▶ **PROVIDED DATA**:
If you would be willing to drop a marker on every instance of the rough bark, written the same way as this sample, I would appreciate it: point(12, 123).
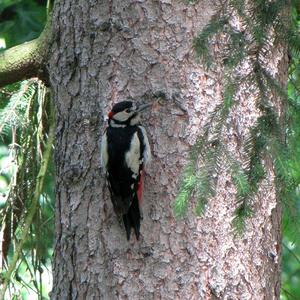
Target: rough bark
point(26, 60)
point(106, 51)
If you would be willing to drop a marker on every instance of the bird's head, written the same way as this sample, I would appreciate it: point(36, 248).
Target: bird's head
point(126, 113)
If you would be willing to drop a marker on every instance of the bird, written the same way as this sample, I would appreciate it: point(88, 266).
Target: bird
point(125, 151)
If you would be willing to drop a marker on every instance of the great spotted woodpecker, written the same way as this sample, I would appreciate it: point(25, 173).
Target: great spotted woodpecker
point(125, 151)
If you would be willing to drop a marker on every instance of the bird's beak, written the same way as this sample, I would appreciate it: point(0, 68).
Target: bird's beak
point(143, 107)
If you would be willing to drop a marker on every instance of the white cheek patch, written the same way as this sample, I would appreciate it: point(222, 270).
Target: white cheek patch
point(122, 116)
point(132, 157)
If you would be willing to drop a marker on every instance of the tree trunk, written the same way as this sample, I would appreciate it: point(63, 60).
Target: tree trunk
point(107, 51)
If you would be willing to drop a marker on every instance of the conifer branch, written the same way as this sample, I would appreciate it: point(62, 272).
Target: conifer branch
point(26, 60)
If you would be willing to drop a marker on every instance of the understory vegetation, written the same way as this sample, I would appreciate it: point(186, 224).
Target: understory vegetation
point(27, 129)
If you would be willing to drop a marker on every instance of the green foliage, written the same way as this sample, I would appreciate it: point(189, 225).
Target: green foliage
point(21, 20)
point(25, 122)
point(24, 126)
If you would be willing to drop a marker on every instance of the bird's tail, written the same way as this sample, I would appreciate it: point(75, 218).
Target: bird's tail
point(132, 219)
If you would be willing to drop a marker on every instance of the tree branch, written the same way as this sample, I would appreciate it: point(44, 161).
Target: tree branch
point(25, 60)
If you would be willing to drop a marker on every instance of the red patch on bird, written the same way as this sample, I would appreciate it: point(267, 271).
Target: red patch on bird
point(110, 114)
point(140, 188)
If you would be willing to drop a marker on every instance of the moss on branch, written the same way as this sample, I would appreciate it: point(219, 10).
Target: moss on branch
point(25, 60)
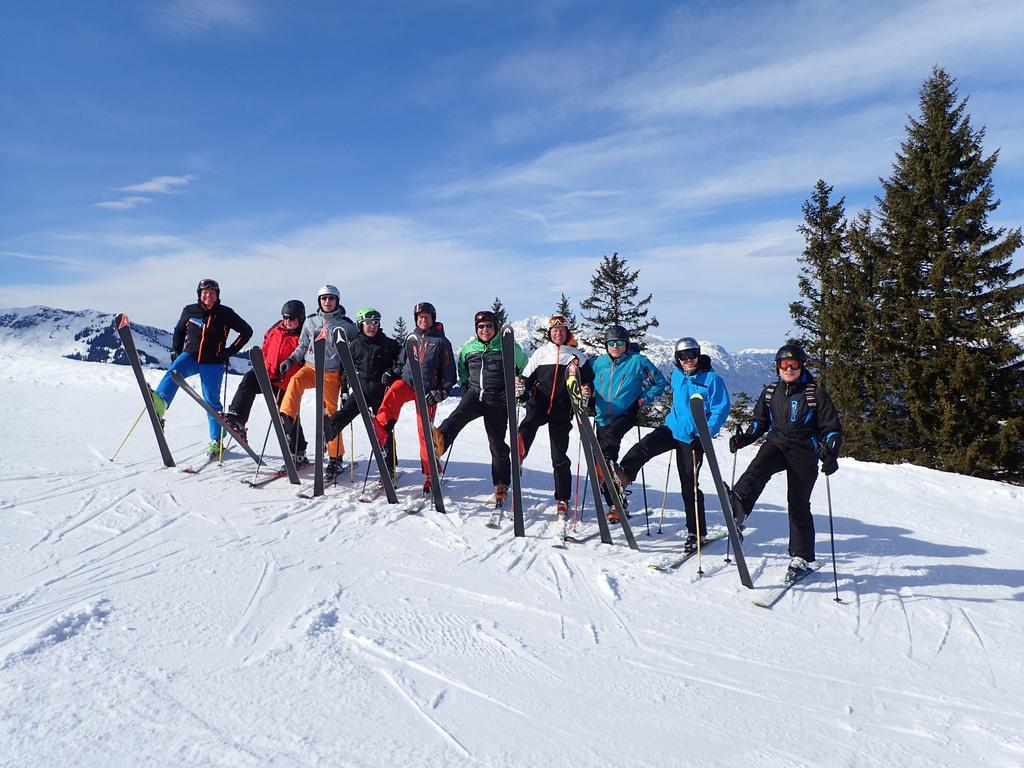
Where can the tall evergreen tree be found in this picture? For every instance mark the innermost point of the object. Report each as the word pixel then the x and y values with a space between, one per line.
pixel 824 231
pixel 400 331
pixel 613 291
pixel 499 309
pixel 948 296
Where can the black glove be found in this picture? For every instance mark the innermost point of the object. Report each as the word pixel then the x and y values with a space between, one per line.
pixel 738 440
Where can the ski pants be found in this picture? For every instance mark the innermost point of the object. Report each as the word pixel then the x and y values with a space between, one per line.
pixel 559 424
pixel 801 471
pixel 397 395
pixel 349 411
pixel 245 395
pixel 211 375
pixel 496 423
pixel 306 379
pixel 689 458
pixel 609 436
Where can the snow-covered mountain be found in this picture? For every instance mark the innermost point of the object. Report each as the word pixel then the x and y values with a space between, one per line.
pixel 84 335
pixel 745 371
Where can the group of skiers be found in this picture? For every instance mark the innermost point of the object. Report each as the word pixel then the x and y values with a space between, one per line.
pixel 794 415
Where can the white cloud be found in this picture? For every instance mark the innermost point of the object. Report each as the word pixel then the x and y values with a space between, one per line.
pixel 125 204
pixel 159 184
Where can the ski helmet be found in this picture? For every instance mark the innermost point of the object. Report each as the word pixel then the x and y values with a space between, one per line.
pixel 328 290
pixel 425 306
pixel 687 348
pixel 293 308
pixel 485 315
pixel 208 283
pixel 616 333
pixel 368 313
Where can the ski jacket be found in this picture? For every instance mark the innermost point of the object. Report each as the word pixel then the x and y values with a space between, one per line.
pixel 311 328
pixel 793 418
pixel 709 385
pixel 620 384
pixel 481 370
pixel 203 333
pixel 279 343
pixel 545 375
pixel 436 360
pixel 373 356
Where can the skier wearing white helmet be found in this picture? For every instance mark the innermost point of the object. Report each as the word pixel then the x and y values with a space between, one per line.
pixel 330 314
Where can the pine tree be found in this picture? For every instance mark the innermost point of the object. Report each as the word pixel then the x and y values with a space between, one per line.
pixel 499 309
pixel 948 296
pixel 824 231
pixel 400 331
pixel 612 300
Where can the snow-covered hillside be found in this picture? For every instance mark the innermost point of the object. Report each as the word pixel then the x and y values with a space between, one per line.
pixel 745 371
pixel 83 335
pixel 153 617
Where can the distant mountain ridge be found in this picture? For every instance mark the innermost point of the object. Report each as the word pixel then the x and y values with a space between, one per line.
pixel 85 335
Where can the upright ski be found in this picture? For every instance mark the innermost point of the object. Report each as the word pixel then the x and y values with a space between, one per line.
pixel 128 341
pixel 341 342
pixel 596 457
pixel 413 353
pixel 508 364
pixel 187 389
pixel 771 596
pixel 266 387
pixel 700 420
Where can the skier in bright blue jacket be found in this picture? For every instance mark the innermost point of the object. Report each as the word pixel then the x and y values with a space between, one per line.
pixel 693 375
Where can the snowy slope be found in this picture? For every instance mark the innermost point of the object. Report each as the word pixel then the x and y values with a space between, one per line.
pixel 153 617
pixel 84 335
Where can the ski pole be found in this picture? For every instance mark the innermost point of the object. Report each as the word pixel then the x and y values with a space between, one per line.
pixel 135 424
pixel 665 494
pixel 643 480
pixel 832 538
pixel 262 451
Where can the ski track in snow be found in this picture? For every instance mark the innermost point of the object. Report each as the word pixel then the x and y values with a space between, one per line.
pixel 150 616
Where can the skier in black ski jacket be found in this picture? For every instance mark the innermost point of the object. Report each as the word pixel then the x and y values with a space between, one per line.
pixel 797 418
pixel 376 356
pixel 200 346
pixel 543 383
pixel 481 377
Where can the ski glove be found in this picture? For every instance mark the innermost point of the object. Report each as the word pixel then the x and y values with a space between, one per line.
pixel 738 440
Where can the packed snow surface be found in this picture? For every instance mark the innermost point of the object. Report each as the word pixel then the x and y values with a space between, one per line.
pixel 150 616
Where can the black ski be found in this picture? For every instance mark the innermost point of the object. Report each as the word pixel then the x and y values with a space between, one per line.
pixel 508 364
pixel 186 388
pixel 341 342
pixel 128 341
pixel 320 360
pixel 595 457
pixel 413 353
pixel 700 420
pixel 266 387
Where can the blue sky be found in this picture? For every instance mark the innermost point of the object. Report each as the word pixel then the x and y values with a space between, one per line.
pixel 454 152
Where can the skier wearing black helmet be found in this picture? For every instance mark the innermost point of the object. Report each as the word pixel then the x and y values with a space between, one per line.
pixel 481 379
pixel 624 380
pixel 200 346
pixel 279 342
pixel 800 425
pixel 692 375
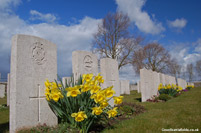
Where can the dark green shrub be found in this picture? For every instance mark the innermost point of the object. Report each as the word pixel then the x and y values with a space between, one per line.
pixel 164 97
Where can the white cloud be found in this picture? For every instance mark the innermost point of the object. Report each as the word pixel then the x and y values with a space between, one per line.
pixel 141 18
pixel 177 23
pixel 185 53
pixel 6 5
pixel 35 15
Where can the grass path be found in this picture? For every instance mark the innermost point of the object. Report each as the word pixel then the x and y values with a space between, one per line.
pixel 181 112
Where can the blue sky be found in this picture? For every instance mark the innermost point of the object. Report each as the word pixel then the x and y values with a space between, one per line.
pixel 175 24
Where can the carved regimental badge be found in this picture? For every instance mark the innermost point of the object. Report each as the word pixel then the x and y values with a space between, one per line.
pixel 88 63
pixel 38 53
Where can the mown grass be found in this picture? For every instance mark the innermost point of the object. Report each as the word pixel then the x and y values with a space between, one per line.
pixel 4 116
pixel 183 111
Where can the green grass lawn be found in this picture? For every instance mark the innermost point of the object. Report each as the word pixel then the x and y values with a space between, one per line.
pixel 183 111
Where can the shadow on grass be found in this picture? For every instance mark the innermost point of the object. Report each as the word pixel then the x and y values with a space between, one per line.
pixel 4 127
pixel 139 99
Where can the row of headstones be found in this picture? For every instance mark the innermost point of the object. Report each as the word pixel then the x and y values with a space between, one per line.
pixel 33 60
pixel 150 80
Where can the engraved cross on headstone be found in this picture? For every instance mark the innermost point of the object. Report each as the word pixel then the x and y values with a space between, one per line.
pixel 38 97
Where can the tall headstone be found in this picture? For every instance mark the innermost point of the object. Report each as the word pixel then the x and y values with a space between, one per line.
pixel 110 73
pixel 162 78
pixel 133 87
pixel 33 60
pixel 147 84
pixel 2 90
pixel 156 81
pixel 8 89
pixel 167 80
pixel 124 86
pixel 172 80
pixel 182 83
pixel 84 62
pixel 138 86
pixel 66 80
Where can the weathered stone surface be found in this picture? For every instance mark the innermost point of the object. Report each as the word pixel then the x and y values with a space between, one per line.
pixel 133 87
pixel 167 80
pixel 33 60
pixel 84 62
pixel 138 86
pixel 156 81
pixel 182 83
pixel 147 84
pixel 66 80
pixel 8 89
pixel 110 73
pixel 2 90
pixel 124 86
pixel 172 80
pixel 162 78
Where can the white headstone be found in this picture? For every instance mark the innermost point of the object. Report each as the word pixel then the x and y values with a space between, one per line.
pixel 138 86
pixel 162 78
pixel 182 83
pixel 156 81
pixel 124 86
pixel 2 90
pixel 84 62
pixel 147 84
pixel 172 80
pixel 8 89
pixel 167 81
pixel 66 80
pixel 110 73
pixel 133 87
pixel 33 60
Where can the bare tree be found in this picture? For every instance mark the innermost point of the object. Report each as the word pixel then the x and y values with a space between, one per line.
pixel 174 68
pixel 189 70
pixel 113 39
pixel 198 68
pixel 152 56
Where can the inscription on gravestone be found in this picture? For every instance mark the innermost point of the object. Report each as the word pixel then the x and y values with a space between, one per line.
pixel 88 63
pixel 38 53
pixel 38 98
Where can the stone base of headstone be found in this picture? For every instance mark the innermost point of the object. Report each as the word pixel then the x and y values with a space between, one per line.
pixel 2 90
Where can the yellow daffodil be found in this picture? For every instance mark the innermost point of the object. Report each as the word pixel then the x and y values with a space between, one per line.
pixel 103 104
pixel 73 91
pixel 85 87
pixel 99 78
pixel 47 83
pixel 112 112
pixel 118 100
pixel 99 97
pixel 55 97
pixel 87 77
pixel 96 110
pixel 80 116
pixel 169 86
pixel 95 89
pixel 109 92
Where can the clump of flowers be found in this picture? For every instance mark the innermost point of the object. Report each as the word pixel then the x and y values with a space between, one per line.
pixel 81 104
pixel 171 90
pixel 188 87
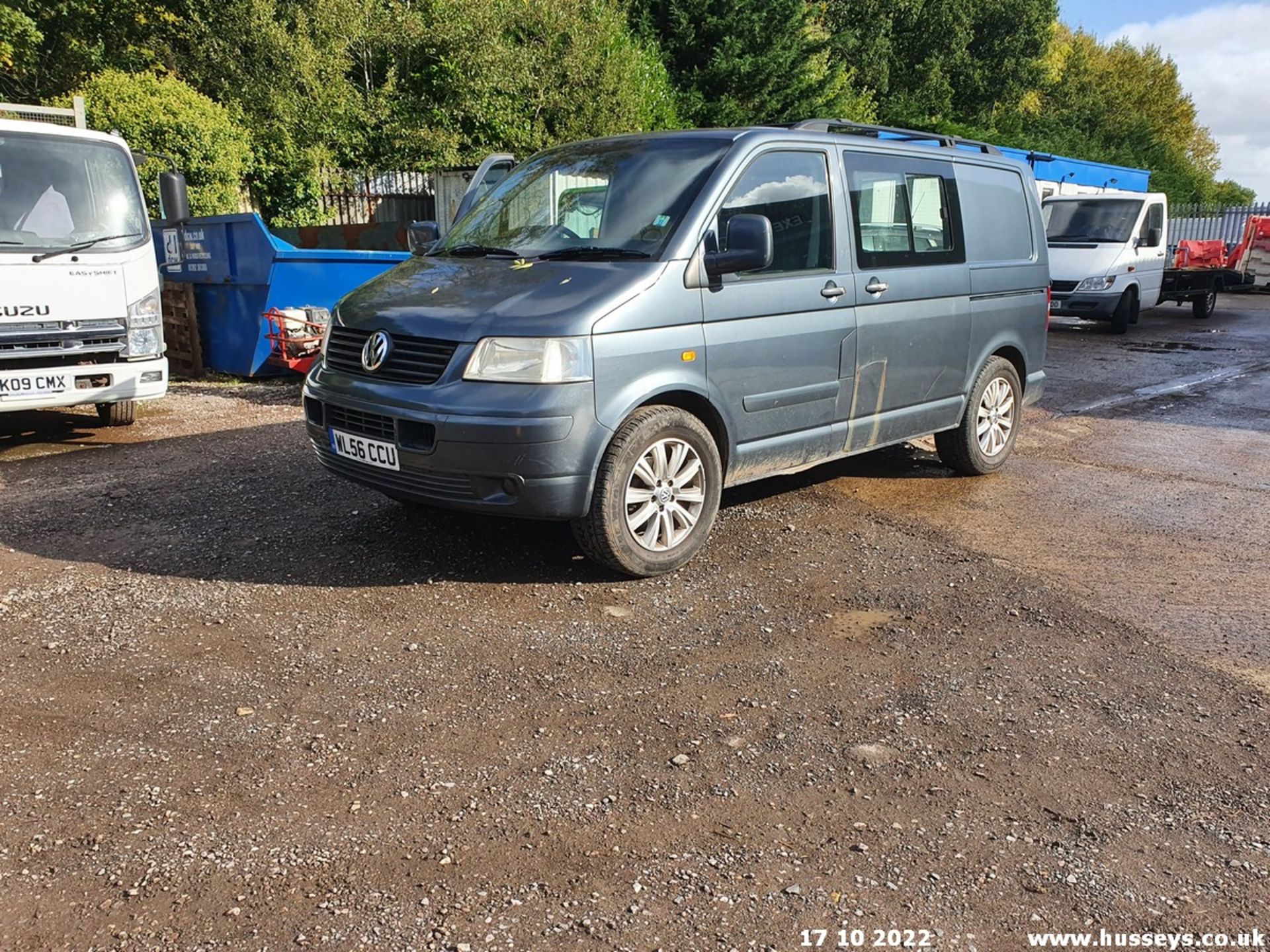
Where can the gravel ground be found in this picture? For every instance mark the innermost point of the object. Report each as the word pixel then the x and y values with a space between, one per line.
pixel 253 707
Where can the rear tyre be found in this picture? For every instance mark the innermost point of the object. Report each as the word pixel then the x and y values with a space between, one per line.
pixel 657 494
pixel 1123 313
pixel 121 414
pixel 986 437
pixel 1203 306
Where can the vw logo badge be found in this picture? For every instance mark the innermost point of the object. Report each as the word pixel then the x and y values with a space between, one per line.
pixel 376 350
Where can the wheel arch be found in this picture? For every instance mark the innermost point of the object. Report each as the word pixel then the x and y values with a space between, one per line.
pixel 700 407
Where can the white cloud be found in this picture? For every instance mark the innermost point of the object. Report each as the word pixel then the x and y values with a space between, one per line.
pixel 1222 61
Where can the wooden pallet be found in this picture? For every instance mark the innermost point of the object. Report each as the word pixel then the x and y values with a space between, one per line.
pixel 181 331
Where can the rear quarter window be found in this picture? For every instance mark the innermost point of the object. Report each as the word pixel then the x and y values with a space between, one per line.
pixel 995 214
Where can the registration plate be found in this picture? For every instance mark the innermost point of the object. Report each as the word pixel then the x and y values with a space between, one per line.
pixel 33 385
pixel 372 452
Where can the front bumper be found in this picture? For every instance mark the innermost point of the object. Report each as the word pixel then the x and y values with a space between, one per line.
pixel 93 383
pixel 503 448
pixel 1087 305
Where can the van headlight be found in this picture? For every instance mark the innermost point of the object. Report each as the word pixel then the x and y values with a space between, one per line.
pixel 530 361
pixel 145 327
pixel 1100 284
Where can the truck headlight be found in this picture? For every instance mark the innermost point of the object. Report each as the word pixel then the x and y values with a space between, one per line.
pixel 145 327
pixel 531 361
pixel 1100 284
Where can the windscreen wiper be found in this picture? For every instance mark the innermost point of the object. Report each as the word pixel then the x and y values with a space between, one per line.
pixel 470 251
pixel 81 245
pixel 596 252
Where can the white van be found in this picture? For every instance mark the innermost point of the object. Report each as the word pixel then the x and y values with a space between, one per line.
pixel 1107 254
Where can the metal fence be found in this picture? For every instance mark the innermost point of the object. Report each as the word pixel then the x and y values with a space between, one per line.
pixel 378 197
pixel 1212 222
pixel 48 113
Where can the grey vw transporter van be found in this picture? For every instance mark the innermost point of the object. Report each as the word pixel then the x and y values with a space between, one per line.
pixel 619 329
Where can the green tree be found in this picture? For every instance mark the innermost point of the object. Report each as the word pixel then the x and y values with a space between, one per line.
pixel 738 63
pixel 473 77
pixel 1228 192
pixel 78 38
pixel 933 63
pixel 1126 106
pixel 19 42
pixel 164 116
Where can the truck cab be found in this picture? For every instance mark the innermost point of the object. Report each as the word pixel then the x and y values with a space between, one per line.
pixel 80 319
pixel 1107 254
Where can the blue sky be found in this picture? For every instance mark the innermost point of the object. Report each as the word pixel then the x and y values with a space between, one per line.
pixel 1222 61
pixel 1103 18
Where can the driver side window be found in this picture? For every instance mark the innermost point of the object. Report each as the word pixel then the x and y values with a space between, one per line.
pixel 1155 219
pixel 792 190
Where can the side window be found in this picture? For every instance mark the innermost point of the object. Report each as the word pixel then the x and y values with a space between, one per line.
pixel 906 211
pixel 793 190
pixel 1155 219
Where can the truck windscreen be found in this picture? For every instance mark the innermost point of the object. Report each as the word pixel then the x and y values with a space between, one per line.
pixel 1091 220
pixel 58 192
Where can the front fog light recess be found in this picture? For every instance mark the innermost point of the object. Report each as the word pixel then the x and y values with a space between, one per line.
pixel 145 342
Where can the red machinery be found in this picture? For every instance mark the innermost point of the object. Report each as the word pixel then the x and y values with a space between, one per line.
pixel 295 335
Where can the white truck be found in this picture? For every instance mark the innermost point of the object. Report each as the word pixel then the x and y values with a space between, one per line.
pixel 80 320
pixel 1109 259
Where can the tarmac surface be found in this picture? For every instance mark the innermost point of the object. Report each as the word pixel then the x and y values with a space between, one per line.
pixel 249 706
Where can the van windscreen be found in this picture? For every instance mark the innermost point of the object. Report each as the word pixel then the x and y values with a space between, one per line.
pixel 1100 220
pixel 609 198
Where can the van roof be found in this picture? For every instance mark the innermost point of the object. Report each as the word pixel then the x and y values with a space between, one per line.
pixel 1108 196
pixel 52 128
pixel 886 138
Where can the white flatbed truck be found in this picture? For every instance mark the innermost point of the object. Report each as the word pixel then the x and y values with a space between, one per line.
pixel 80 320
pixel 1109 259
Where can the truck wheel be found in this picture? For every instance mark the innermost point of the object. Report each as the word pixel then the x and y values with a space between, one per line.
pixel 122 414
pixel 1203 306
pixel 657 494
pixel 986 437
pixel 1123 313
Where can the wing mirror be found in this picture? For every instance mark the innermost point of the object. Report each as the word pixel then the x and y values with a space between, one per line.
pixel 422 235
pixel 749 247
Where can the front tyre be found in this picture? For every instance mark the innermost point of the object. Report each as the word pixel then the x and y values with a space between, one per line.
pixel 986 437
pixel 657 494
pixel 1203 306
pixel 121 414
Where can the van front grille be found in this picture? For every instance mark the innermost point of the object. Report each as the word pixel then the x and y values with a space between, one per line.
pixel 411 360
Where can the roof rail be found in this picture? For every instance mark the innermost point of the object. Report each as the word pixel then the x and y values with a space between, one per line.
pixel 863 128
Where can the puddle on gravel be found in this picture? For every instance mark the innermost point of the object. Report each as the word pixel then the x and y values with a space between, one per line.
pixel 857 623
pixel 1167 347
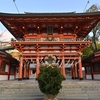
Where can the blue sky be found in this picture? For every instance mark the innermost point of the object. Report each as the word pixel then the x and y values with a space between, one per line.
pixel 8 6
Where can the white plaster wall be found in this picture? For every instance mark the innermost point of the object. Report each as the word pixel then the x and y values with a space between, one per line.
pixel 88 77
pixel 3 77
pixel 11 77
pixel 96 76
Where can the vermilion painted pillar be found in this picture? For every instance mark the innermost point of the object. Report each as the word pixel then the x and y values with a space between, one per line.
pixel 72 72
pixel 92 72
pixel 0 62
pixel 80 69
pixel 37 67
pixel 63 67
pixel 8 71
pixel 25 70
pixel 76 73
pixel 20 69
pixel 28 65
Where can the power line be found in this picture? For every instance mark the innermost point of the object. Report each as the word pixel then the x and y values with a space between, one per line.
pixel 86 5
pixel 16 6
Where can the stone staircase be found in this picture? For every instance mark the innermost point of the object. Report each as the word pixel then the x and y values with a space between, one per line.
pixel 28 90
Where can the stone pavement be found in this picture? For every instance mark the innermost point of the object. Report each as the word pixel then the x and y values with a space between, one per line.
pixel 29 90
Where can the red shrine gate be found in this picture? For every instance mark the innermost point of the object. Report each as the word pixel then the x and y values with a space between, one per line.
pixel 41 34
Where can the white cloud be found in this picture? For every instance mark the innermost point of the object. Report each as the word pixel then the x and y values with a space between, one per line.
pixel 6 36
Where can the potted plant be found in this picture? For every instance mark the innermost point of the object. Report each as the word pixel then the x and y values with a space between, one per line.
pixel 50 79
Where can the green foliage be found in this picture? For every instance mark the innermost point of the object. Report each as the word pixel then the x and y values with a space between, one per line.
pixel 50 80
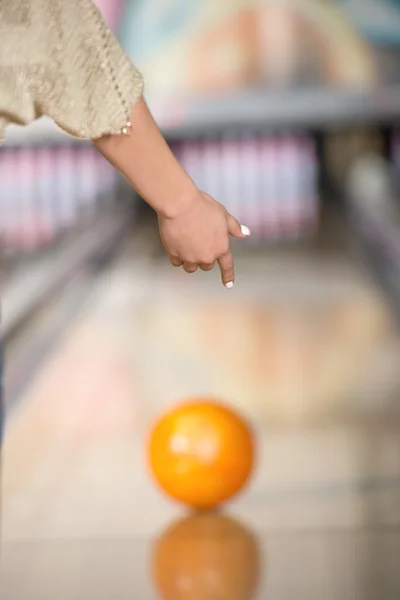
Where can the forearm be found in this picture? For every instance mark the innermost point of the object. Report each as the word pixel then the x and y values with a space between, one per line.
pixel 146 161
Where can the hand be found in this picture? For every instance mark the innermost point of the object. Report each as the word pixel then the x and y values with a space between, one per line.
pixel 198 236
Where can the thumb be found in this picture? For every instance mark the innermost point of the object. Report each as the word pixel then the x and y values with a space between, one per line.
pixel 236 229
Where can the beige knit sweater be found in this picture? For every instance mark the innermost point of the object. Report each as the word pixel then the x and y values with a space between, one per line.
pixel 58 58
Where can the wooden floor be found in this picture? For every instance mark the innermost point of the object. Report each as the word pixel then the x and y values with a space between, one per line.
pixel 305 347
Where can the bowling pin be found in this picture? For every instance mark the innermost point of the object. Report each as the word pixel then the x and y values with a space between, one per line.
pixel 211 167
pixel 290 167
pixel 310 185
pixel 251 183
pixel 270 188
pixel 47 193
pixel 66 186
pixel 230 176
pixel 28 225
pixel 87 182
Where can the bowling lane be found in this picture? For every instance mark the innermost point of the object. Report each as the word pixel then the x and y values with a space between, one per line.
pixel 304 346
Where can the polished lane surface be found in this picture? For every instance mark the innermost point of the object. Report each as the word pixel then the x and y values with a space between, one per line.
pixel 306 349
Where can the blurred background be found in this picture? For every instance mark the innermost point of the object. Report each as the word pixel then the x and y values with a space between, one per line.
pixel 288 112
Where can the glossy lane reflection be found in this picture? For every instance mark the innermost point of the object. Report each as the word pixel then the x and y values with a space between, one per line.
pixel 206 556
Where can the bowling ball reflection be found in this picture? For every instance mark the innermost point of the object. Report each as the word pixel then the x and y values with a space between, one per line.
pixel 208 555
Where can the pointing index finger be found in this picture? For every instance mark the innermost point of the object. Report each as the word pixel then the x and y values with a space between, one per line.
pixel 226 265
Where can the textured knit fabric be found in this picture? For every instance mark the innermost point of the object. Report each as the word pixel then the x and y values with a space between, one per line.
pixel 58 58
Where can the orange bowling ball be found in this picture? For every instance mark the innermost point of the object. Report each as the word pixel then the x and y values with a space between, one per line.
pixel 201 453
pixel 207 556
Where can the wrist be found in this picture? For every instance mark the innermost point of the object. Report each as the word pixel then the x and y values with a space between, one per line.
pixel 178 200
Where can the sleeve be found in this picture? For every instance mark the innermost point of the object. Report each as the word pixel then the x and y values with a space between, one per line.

▶ **WORK REQUIRED**: Beginning with the line that contains "Where can the orange", repeat every line through the end of the records and nothing more.

▶ **TASK OUTPUT**:
Where can the orange bowling ball be found in this picture? For every instance mark the innermost point of the object. Report each as the word pixel then the x and y values with a space between, one per line.
pixel 201 453
pixel 207 556
Where can the wrist be found in this picture? For every instance mark the innermost point of the object. Report each as the word pixel then the x and y values with a space between, one per line.
pixel 178 200
Where can the sleeve be found in this picture? For every instance mark the innermost point of the object. Report each as the word pixel then the x and y values with a space between, one per line.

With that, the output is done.